───── Data for this task

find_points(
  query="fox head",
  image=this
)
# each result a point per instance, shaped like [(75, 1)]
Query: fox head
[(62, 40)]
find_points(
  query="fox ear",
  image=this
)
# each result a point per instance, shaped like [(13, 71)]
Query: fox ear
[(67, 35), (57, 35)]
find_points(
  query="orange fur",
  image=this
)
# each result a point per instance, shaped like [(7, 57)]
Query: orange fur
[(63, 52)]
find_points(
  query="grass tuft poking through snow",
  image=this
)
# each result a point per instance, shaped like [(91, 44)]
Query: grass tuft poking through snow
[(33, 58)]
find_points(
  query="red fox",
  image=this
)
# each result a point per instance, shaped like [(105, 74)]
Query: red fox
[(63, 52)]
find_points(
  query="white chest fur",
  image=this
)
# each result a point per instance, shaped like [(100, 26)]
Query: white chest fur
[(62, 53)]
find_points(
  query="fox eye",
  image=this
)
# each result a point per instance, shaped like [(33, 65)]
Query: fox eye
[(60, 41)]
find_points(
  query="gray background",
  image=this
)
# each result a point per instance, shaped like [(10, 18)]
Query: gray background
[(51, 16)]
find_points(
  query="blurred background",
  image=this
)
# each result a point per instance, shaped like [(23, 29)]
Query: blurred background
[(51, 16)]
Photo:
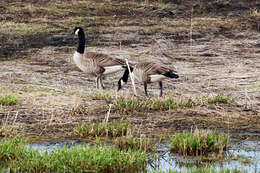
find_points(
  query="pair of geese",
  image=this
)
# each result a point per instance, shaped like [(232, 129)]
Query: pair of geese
[(100, 65)]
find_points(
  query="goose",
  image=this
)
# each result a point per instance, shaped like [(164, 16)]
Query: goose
[(96, 64), (148, 72)]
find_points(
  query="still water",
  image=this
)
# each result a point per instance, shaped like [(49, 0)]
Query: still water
[(242, 156)]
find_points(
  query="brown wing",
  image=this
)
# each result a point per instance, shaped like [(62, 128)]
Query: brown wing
[(151, 68), (104, 60)]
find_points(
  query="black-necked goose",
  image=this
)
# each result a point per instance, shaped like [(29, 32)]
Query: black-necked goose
[(148, 72), (96, 64)]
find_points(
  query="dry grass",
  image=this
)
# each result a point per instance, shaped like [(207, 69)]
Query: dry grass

──────────

_Brief_.
Print every record above verbatim, omitting the pictures.

_Written reply_.
find_points(
  query="fox head",
  image=this
)
# each result a point per instance, shaped like [(75, 1)]
Query: fox head
[(62, 40)]
find_points(
  query="fox ear",
  image=this
)
# each result a point per instance, shaped like [(13, 71)]
Query: fox ear
[(67, 35), (57, 35)]
find_points(
  query="orange fur",
  image=this
)
# each result a point per instance, shaped like [(7, 57)]
Query: orange fur
[(63, 52)]
find_points(
  query="grass tuft poking through snow",
  image=this
)
# each result a point per instance, shaped like [(91, 44)]
Query: grass tuft poking through snow
[(33, 58)]
find_points(
  query="red fox",
  image=this
)
# each result a point per instance, shaped like [(105, 74)]
Query: red fox
[(63, 52)]
find_points(
  query="white chest fur",
  image=this
)
# each result a point per instance, shaped like [(100, 26)]
Query: white chest fur
[(62, 53)]
find_points(
  query="fox eye",
  image=this
)
# each result a point per instance, shaped like [(33, 65)]
Query: fox eye
[(60, 41)]
find_points(
  query="gray background",
  image=this
)
# each result a point per instance, shaped like [(10, 18)]
Query: gray background
[(51, 16)]
find_points(
  query="blurred background",
  image=this
)
# each result a point per instance, shaped like [(23, 29)]
Query: blurred background
[(51, 16)]
Photo:
find_points(
  query="pair of geese",
  image=this
)
# each result a point per instance, shaped like [(232, 129)]
Query: pair of geese
[(100, 65)]
find_points(
  query="goose",
  image=this
)
# each result a point per instance, shaped like [(164, 16)]
Query: goose
[(96, 64), (148, 72)]
find_points(
  query="still water",
  image=this
)
# each result a point per instance, shaped like [(49, 0)]
Query: still water
[(242, 156)]
find_points(
  query="brown wing",
  image=this
)
# each result a point per instance, shaped like [(62, 128)]
Query: brown wing
[(151, 68), (104, 60)]
find_points(
  query="black-necked goose",
  image=this
)
# each result a point per instance, shaped like [(29, 32)]
Query: black-necked goose
[(148, 72), (96, 64)]
find_points(
  query="dry grass",
  image=this
)
# each result a point per instance, shaped like [(207, 69)]
Query: dry grass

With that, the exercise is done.